TASK GOAL: Reproduce the entries in full and exactly. Pictures stay out.

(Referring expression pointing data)
+ + + +

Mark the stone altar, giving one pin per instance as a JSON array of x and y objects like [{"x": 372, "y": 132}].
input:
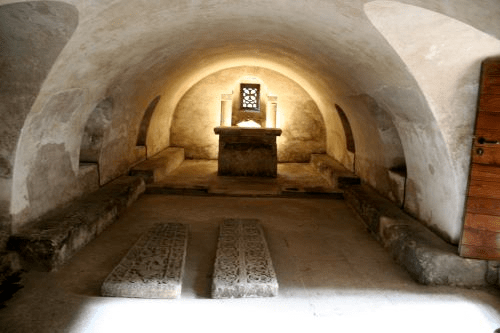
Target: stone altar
[{"x": 247, "y": 151}]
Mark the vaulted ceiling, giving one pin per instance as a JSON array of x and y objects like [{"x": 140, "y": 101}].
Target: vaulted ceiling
[{"x": 405, "y": 73}]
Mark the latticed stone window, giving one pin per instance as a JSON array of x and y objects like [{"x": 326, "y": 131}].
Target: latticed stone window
[{"x": 250, "y": 97}]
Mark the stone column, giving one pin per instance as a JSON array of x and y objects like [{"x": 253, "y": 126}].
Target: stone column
[
  {"x": 272, "y": 106},
  {"x": 226, "y": 109}
]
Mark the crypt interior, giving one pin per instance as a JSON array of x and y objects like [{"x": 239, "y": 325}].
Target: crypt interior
[{"x": 344, "y": 127}]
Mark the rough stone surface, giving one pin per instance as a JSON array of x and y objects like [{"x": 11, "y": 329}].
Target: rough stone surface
[
  {"x": 243, "y": 265},
  {"x": 159, "y": 166},
  {"x": 154, "y": 267},
  {"x": 427, "y": 258},
  {"x": 198, "y": 112},
  {"x": 334, "y": 172},
  {"x": 247, "y": 151},
  {"x": 50, "y": 241}
]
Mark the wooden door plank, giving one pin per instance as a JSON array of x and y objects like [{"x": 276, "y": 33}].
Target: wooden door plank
[
  {"x": 487, "y": 134},
  {"x": 484, "y": 206},
  {"x": 483, "y": 238},
  {"x": 488, "y": 120},
  {"x": 479, "y": 252},
  {"x": 484, "y": 189},
  {"x": 490, "y": 154},
  {"x": 483, "y": 222},
  {"x": 485, "y": 172},
  {"x": 490, "y": 102},
  {"x": 481, "y": 232}
]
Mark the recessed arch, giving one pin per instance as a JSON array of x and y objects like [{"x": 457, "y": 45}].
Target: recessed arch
[
  {"x": 146, "y": 120},
  {"x": 93, "y": 134},
  {"x": 349, "y": 138}
]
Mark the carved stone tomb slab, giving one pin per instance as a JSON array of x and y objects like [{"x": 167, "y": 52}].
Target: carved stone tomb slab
[
  {"x": 243, "y": 266},
  {"x": 154, "y": 267}
]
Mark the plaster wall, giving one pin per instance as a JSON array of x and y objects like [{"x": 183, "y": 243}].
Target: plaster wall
[
  {"x": 198, "y": 112},
  {"x": 32, "y": 34},
  {"x": 335, "y": 50}
]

+ + + +

EXPECTED ANSWER:
Mark the stone altar, giving one pin per instance as a JSON array of x and y objects like [{"x": 372, "y": 132}].
input:
Target: stone altar
[{"x": 247, "y": 151}]
Mark the vaulted ceiling, giving one pin per instance as a JSON array of x and y objects like [{"x": 140, "y": 101}].
Target: vaulted ceiling
[{"x": 405, "y": 73}]
Mark the latticed stone window, giving one pin per instance as a JSON array of x and y objects like [{"x": 326, "y": 131}].
Target: latticed stone window
[{"x": 250, "y": 97}]
Mark the stone column, giving one pin per instance as a JSON array of x and y objects like [{"x": 253, "y": 126}].
Target: stone column
[
  {"x": 272, "y": 106},
  {"x": 226, "y": 109}
]
Mark the crypt interior, giving one pin per instance as a JSON array of x and y objects like [{"x": 239, "y": 325}].
Target: crypt interior
[{"x": 344, "y": 127}]
Mark the rough stone surface, giving one pin per instance as a JSON array of x and y objects like [{"x": 11, "y": 329}].
Target: rough stone surface
[
  {"x": 243, "y": 265},
  {"x": 159, "y": 166},
  {"x": 154, "y": 267},
  {"x": 427, "y": 258},
  {"x": 198, "y": 112},
  {"x": 334, "y": 172},
  {"x": 247, "y": 151},
  {"x": 50, "y": 241}
]
Mark the wooden door plank, giving one pin per instance as a JSON array of x and y objects like [{"x": 276, "y": 33}].
Target: wooden door plank
[
  {"x": 487, "y": 134},
  {"x": 484, "y": 206},
  {"x": 483, "y": 238},
  {"x": 488, "y": 120},
  {"x": 479, "y": 252},
  {"x": 484, "y": 189},
  {"x": 490, "y": 154},
  {"x": 483, "y": 222},
  {"x": 485, "y": 172},
  {"x": 490, "y": 102},
  {"x": 481, "y": 232}
]
Mark the recessed arch, giving one pin per instance as a JSON array of x and y objects like [{"x": 457, "y": 45}].
Target: recessed arch
[
  {"x": 146, "y": 120},
  {"x": 93, "y": 134},
  {"x": 349, "y": 138}
]
Mark the carved stone tomb slab, giving one pin per instance as a JSON array of x and y objects like [{"x": 167, "y": 52}].
Target: carved stone tomb slab
[
  {"x": 243, "y": 266},
  {"x": 154, "y": 267}
]
Mark the plaster wall, giving one pin per instance as a JSON array of x and y objects like [{"x": 183, "y": 243}].
Target: plaster wall
[
  {"x": 198, "y": 112},
  {"x": 32, "y": 34},
  {"x": 335, "y": 50}
]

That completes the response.